From the data below, return the exact lines starting at the line containing "# example output, e.g. point(253, 126)" and ending at the line containing "# example output, e.g. point(233, 113)", both included, and nothing else.

→ Collected data
- Opening Delimiter -

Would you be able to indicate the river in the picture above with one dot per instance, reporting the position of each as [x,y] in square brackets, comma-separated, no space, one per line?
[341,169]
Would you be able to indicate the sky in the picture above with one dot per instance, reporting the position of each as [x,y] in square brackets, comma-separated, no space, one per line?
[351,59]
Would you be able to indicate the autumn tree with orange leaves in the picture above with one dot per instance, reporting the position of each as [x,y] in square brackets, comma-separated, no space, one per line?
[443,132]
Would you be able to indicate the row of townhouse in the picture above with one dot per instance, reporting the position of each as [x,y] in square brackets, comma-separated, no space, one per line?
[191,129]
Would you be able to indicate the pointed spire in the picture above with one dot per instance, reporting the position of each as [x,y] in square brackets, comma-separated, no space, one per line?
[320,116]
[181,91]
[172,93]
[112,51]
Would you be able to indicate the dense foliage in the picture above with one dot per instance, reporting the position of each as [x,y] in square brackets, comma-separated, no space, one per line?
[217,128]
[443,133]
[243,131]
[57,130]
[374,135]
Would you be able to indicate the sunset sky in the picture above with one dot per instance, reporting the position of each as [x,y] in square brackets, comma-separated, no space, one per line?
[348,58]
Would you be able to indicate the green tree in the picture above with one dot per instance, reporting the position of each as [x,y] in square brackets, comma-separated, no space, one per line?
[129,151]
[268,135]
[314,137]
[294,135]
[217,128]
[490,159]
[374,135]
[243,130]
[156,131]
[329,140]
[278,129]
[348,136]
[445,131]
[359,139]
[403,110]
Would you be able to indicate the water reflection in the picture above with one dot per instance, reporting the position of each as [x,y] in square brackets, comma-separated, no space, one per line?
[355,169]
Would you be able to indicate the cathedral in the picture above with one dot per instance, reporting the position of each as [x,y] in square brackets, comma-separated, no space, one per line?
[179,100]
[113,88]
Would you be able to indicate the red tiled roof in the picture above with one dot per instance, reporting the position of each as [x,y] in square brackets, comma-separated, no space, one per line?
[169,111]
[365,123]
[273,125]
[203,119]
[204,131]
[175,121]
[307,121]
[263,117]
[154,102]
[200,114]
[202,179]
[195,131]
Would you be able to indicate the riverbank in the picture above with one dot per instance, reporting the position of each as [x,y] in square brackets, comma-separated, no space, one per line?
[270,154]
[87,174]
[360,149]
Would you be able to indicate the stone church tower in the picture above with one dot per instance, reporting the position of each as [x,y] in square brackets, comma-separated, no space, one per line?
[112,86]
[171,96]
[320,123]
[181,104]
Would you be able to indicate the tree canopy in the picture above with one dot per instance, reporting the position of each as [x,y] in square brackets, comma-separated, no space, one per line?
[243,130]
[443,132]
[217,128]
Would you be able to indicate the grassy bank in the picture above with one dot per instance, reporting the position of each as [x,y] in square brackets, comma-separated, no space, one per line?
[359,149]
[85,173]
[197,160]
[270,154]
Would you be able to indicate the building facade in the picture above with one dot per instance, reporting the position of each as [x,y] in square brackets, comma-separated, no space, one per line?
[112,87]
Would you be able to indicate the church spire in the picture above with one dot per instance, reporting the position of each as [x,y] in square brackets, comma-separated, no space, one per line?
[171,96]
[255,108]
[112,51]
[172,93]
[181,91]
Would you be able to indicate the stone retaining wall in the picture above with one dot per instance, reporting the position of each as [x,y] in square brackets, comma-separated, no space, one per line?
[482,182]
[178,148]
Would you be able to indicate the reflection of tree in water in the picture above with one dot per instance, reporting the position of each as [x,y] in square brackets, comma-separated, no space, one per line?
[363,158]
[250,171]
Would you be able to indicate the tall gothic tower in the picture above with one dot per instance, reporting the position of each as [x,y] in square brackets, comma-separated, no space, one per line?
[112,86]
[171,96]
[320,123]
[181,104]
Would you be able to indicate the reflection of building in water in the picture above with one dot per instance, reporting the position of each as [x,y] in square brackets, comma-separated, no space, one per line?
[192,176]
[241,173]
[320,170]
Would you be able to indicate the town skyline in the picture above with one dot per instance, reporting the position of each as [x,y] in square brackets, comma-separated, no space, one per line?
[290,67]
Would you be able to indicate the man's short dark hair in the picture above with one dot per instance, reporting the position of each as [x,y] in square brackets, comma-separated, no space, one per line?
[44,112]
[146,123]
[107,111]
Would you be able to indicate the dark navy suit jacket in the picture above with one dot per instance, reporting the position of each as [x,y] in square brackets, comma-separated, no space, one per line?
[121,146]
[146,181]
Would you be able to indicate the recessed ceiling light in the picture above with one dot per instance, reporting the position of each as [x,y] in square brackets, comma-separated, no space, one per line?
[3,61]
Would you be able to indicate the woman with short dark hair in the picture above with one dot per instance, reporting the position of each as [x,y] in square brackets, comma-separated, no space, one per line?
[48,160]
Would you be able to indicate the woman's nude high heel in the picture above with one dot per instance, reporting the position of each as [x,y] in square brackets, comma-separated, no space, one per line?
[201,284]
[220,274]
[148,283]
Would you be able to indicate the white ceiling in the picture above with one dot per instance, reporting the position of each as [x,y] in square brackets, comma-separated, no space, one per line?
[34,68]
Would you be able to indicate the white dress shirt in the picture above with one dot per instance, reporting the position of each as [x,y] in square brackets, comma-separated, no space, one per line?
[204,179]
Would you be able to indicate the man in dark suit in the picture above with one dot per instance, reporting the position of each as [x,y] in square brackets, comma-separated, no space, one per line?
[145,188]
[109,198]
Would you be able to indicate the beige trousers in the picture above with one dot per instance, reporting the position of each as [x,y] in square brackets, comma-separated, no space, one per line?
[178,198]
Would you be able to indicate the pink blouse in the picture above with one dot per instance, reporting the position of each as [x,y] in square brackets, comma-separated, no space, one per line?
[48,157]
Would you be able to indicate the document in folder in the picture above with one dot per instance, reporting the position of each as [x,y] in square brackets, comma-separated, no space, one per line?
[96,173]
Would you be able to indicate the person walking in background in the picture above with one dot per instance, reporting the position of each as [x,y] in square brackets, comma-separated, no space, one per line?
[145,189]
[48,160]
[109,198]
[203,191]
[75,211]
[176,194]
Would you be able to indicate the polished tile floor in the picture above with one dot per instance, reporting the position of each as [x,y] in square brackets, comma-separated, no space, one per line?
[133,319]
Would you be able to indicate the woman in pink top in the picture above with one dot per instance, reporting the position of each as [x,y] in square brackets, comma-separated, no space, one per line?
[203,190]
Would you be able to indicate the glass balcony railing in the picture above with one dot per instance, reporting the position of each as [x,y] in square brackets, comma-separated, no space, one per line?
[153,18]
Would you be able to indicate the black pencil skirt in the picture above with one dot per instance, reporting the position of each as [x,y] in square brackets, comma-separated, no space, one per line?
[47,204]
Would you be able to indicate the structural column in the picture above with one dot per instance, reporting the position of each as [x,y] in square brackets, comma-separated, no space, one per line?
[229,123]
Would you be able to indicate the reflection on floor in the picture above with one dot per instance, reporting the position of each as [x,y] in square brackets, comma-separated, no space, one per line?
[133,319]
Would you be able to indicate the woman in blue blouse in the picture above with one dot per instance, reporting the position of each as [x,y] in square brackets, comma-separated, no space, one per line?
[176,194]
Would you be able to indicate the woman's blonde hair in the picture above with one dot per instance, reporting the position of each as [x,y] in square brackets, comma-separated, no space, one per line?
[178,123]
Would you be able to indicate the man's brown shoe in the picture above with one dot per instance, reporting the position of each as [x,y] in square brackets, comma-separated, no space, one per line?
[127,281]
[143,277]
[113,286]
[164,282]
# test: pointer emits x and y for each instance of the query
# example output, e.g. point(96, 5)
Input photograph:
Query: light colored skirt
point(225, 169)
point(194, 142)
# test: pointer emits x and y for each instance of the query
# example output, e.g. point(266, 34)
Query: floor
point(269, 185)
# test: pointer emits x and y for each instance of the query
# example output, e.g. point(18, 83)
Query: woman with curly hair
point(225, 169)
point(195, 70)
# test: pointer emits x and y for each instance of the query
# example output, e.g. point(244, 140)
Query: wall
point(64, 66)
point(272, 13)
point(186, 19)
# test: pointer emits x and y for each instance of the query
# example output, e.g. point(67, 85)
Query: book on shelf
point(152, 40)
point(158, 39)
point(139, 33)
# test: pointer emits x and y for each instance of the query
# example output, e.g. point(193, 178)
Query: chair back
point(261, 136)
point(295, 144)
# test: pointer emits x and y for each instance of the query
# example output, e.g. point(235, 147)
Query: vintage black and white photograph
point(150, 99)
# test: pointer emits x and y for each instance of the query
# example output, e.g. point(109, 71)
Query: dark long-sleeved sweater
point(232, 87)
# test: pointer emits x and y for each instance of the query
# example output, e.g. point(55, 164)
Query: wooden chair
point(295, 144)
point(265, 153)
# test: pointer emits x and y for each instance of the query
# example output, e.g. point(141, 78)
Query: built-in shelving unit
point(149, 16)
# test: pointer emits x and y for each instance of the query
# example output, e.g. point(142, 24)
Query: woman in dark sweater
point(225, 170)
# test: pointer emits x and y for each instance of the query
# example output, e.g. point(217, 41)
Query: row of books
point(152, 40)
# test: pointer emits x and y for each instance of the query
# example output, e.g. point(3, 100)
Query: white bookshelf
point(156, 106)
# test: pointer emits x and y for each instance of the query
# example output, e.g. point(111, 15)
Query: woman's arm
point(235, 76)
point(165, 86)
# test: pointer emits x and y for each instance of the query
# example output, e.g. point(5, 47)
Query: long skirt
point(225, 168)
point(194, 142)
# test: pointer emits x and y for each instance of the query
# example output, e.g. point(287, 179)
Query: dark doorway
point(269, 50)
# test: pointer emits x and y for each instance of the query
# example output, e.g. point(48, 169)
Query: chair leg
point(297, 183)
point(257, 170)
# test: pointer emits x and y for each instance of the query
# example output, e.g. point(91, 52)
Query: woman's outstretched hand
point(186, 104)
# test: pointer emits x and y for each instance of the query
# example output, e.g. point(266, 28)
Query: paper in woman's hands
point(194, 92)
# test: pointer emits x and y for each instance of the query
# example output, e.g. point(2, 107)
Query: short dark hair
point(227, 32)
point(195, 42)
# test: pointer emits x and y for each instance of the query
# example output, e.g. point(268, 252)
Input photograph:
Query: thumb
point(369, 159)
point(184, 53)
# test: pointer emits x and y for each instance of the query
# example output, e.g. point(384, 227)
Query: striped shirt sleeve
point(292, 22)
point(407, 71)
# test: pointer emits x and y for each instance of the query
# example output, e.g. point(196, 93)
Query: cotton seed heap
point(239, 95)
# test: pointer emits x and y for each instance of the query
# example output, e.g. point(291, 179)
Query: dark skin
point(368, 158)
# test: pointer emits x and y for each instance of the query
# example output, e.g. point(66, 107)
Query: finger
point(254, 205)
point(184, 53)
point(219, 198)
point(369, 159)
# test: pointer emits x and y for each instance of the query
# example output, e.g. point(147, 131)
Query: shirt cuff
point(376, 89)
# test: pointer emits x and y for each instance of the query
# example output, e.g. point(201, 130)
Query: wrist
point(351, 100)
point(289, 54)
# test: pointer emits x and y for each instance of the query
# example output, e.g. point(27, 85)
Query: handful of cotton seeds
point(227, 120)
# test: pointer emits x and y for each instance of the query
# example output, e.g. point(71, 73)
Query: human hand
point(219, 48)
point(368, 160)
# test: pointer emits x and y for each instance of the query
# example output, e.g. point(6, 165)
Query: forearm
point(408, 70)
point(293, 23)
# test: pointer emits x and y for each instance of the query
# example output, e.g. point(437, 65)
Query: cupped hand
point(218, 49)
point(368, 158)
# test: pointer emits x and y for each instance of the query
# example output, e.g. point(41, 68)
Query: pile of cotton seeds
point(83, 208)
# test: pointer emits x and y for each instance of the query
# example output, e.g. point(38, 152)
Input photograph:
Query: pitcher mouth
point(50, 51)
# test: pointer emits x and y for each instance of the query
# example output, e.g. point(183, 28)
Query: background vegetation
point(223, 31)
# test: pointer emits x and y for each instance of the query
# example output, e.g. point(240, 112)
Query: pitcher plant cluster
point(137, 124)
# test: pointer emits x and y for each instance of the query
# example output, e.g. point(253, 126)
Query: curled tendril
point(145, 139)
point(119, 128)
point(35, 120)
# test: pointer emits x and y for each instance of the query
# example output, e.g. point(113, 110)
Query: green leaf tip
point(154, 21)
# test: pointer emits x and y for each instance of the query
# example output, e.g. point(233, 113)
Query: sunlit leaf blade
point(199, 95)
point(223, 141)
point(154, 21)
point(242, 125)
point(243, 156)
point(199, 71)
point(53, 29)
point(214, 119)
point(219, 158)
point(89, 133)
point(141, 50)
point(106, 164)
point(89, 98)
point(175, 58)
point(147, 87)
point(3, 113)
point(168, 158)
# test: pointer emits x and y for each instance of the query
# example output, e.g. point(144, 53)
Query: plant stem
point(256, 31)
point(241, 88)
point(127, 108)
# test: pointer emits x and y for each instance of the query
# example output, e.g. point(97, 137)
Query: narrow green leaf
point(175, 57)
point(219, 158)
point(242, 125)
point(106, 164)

- Closing Delimiter -

→ Expected answer
# example output, e.g. point(253, 126)
Query: curled tendril
point(145, 139)
point(119, 128)
point(35, 120)
# test: pointer emits x and y for each instance of the query
# example output, e.g. point(113, 110)
Query: green leaf tip
point(154, 21)
# test: pointer emits x and y for each instance of the query
# example output, e.g. point(233, 113)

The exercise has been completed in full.